_Work task_.
Return each of the entries below precisely as it appears.

(Information supplied)

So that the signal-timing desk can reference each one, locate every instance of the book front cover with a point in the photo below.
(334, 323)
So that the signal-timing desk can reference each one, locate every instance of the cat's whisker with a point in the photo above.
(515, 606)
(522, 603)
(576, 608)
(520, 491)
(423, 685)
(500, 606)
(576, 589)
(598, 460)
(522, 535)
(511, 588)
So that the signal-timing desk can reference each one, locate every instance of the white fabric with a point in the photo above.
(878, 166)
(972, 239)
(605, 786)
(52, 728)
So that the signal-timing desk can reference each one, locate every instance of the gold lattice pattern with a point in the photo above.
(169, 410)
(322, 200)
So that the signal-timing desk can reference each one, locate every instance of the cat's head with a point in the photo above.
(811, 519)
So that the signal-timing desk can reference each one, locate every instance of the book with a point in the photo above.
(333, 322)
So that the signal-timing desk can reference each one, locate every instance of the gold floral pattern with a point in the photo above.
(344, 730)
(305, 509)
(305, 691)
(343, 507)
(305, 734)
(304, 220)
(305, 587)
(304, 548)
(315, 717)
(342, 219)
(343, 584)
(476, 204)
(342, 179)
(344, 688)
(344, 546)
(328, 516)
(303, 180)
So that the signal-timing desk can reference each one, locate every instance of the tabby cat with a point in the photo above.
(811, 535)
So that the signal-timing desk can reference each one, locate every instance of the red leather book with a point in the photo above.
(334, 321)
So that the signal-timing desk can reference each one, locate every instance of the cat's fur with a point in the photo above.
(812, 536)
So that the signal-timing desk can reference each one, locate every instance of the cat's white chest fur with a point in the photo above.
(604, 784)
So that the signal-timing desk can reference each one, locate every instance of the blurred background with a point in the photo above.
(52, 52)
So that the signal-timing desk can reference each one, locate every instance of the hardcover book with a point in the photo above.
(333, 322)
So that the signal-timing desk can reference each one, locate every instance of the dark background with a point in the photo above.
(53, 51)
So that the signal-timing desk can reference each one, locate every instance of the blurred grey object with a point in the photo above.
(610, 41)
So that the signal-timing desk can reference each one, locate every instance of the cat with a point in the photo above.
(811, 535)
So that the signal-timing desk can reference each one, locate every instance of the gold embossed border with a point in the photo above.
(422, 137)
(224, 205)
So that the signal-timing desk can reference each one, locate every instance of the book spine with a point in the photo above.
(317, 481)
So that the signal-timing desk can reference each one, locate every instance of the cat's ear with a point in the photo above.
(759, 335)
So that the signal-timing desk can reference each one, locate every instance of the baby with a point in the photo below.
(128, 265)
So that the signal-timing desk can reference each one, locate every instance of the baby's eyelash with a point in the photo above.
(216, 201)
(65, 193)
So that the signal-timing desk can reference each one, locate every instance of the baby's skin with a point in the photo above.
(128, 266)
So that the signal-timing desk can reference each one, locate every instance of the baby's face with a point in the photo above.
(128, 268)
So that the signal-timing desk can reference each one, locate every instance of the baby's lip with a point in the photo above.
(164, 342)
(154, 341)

(End Information supplied)

_The answer_.
So that the signal-timing desk can reference each one, locate every instance of the book front cover with a point in the photo below.
(334, 323)
So that the signal-timing desk can reference each one, locate every instance of the cat's whisker with a point in the photo above.
(515, 606)
(522, 603)
(576, 608)
(520, 491)
(423, 685)
(500, 606)
(576, 589)
(598, 460)
(522, 535)
(511, 588)
So that the signal-timing desk can reference each one, locate every instance of the white fabric with a point in the photo above.
(878, 166)
(972, 239)
(605, 786)
(52, 728)
So that the signal-timing desk can reference each one, locate every instance of the gold lattice pattern with a point in the photo above.
(169, 410)
(322, 200)
So that the signal-timing desk can reference each one, locate every instance of the cat's head with a point in the photo above.
(811, 519)
So that the signal-timing desk can reference each one, locate every instance of the book with a point in the photo above.
(333, 322)
So that the signal-timing desk can reference each one, locate every instance of the gold floral pattern with a point in the photo above.
(344, 730)
(305, 509)
(305, 691)
(343, 507)
(305, 734)
(304, 220)
(305, 587)
(304, 548)
(315, 717)
(342, 219)
(343, 584)
(476, 204)
(342, 179)
(344, 688)
(344, 546)
(328, 516)
(303, 180)
So that the signal-timing desk can reference each one, locate every instance of the tabby cat with a point in the photo above.
(811, 535)
So that the signal-timing desk can reference each one, locate every instance of the red leather book with a point in the photo above.
(334, 321)
So that the signal-timing desk can reference each one, locate every instance of the cat's fur with a point in the photo above.
(812, 536)
So that the signal-timing desk can reference each one, locate every instance of the cat's white chest fur with a point in the photo above.
(604, 784)
So that the signal-timing desk can reference each one, locate every instance of the blurred background with a point in the photo above.
(52, 52)
So that the signal-timing desk can reference each one, locate every instance of the hardcover book with a point in the photo above.
(333, 322)
So that the signal-timing desk can reference each one, locate every instance of the dark background with a point in the photo above.
(53, 51)
So that the signal-timing desk can reference each one, locate every instance of the blurred grey object with a point in the photo above.
(610, 41)
So that the signal-timing desk can reference each one, locate every instance of the cat with a point in the photo above.
(811, 535)
So that the signal-timing desk can reference each one, locate every instance of the gold embossed border with a point in the photo above.
(422, 137)
(224, 205)
So that the signal-timing desk can reference each one, locate every instance of the book spine with a point in the photo above.
(317, 481)
So that the signal-timing desk can reference each one, locate every instance of the cat's ear with a point in the photo above.
(759, 335)
So that the signal-timing desk can reference each one, locate every instance of the baby with a point in the photo below.
(128, 265)
So that the signal-timing desk can reference each one, locate every instance of the baby's eyelash with a point in the photo above.
(216, 201)
(65, 193)
So that the signal-timing desk can reference each one, locate every instance of the baby's skin with a point in the photo above.
(128, 266)
So that the signal-timing desk can reference each one, locate every instance of the baby's face with a point in the photo above.
(128, 268)
So that the signal-timing desk can reference each one, locate every instance of the baby's lip with a point in the photo above.
(164, 342)
(154, 341)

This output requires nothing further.